=== Passage shown ===

Griffith spoke to the potential danger of these different “brands” of savings groups, faulting many for not adapting enough to the specific environment of each group but rather competing with other “brands.” Griffith, who studied pastoral communities in Ethiopia, highlighted the importance of pacing with regards to groups taking on greater financial capabilities than they can handle too quickly, overburdening groups and frustrating members.
These savings groups, which Wilson sees as a complement to microcredit, are to Harper rather an alternative to microcredit programs. Frankly, he said, people do not have unlimited time to attend meetings for both microcredit and savings groups. In contrast to serving as a time-consuming add-on to microcredit, savings groups provide an alternative that is more empowering than microcredit because it is owned and operated by its members, and is very similar to what people are already doing.
“Classic microfinance is just about putting people in debt,” said Harper, and in many cases, it is exploitative because it requires a continual involvement on the part of the microfinance institution and has massively expanded debt among the rural poor.
As with Harper, for Ingrid Munro, founder of the Kenyan microfinance institution Jamii Bora, saving is an integral first step in borrowing, because it teaches people how to manage money. Munro, who spoke at the 2010 Africa – Middle East Regional Microcredit Summit in Nairobi this past April, cited how many people must first take the important step of learning how to save:
“When you are a beggar you have learned that if you get some money from some nice tourist, then you buy food and you eat it with your kids right away; then nobody can steal it from you. So they were not used to saving, and we had to teach them how to save before they could borrow. [our emphasis] So we insisted you can borrow twice as much as you have saved, but you have to save first. And that has been a blessing actually for us; that has taught everybody how to handle it.”
This panel examined savings groups from many angles and in their multiple capacities, and through different points of view, discussed the usefulness of them as a complement or an alternative to microcredit programs. The latter argument criticizes microcredit programs for allowing clients to access money that they had not first saved. This is all well and good when group members diversify their economic activities, so the argument goes, so that if one member’s crops fail, she can take out a loan from her fellow members who raise chickens. However, what happens when there is a disaster that affects all group members at once?
The effects of the Haiti earthquake on ROSCA members will be a test case of the “complement or alternative” debate. Though women kept up their group meetings in the spirit of solidarity, Wilson was unsure whether all group members were in need of loans from the communal fund—and there not being sufficient for everyone. Perhaps in the presence of an external fund, women would be able to access a greater amount of capital in case of emergencies.
The experience of Fonkoze, Haiti’s largest microfinance institution, and FINCA Haiti demonstrates the positive role external aid when clients have died or have lost their homes or businesses. Only with the help of a grant from the Citi Foundation could FINCA Haiti write off one third of its loans and take on 1,000 new clients. Fonkoze wrote off 10,000 loans with donations from the Red Cross and other charities, and in fact expanded to more inclusive financial and nonfinancial services (see the New York Times article).
Cases like the Haiti earthquake highlight the need for financial services for poor people that include savings as a means of empowerment but the ability to access a greater amount of capital in times of emergency.

=== Excerpted records ===

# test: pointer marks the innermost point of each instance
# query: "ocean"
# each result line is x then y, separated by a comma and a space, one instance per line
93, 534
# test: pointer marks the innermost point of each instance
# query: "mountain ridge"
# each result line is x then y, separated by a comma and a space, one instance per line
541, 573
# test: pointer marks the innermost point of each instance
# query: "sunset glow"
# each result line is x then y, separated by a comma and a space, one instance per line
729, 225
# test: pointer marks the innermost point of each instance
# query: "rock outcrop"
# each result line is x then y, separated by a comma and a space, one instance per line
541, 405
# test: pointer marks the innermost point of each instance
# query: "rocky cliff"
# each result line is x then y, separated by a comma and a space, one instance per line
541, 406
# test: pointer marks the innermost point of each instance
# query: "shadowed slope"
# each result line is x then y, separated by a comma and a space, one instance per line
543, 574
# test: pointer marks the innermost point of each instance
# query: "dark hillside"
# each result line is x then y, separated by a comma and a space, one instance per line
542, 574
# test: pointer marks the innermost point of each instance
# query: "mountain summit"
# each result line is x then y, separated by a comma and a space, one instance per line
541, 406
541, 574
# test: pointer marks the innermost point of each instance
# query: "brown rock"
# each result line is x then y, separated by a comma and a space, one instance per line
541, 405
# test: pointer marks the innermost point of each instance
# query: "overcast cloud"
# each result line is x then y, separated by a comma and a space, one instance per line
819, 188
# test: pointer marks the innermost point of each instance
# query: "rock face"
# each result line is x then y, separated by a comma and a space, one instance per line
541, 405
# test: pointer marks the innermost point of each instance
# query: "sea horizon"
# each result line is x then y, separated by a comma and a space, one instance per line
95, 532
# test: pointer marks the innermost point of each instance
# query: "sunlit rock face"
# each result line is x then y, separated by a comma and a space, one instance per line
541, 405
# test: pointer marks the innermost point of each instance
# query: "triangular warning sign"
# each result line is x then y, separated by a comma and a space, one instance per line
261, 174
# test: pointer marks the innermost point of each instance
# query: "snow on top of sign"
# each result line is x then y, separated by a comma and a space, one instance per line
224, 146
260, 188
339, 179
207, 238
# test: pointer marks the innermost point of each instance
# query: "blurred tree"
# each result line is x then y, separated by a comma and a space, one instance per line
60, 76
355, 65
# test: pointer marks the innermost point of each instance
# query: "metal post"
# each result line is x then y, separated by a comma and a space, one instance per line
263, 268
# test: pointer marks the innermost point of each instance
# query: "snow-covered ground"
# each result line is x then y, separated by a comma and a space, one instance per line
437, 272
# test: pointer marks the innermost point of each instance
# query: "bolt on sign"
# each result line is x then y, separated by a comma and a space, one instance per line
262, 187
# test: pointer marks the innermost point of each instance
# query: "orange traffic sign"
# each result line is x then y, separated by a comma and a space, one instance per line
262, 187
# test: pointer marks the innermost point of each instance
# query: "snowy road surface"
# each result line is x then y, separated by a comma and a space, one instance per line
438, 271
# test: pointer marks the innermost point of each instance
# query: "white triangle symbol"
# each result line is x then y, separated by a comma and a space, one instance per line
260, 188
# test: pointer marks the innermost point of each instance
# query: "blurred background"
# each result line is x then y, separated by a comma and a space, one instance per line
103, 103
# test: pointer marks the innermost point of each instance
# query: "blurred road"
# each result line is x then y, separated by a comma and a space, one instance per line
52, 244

===

§ Task statement
Write out the part of the passage on savings groups and microcredit starting at "The experience of" and ending at "times of emergency.", copying it word for word.

§ Your solution
The experience of Fonkoze, Haiti’s largest microfinance institution, and FINCA Haiti demonstrates the positive role external aid when clients have died or have lost their homes or businesses. Only with the help of a grant from the Citi Foundation could FINCA Haiti write off one third of its loans and take on 1,000 new clients. Fonkoze wrote off 10,000 loans with donations from the Red Cross and other charities, and in fact expanded to more inclusive financial and nonfinancial services (see the New York Times article).
Cases like the Haiti earthquake highlight the need for financial services for poor people that include savings as a means of empowerment but the ability to access a greater amount of capital in times of emergency.